— WHAT YOU WILL DO —
Please restate the data word for word, leaving out no line.

— GIVEN ENTRIES —
───

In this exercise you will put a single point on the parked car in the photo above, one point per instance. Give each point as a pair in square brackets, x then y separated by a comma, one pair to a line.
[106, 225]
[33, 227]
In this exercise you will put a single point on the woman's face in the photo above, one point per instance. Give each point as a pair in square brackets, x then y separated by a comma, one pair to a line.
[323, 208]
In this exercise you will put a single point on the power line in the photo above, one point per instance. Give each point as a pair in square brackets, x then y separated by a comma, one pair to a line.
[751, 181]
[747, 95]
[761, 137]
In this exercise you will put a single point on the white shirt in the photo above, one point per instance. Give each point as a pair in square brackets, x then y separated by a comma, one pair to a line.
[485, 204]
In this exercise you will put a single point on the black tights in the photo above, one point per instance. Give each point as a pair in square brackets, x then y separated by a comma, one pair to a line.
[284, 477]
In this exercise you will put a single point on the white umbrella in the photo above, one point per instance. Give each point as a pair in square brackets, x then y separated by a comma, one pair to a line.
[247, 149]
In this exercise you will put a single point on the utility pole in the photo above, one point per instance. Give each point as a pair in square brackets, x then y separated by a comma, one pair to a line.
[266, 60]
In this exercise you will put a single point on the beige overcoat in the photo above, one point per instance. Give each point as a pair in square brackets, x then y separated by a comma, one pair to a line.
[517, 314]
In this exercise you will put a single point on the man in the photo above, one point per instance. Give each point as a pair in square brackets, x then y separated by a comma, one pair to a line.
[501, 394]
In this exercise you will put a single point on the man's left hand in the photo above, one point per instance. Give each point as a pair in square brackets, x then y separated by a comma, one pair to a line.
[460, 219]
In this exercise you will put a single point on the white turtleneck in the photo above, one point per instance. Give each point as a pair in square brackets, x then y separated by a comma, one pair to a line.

───

— SOLUTION FOR THIS TASK —
In this exercise you will put a single point on the parked car in the photo above, one point per instance. Give each point as a pair in square brackets, x then y separated by a comma, one pair to a line.
[106, 225]
[33, 227]
In this exercise you will put a single point on the woman's face in the photo above, one point per instance. Give each point as a pair in square brackets, x then y separated by a comma, one pair to a line.
[323, 208]
In this exercise you will put a single point on the power line in the photo above, one point per instance. Give each point as a pair in square brackets, x then y separated by a comma, one pair to a line.
[751, 181]
[747, 95]
[761, 137]
In this exercise you will put a single point on the white shirt in the photo above, one point per instance. Give each point as a pair in square brackets, x then y separated by a comma, one pair to a line.
[485, 204]
In this exercise you will put a single point on the black tights in the photo above, one point per instance. Give each point as a pair in square brackets, x then y separated by a comma, one pair to a line.
[284, 477]
In this exercise you will put a single point on the white umbrella in the photo above, one point per instance. Give each point as a pair in square brackets, x then y separated by a comma, one pair to a line.
[247, 149]
In this exercise you will put a single point on the utility pole in the photo above, one point per instance. Give each point as a pair in square brackets, x then y separated by a comma, one pair to a line.
[266, 60]
In this exercise you will put a single point on the beige overcoat in the photo above, one point per instance. Give each point as a pair in square brackets, x then y separated by a comma, one pair to a line.
[517, 314]
In this exercise you will put a single point on the man in the photo above, one point per instance. Give each point as a pair in square brackets, x then y separated by a comma, one pair to a line.
[501, 394]
In this exercise you will put a single point on the man's left hand in the photo above, one point per instance. Give each point as a pair in square brackets, x then y separated by a comma, one pair to a line.
[460, 219]
In this exercise you will put a single point on the white turtleneck in the photo above, one point per instance. Give each point as a pair in square brackets, x then y separated by a comma, one pair to a line.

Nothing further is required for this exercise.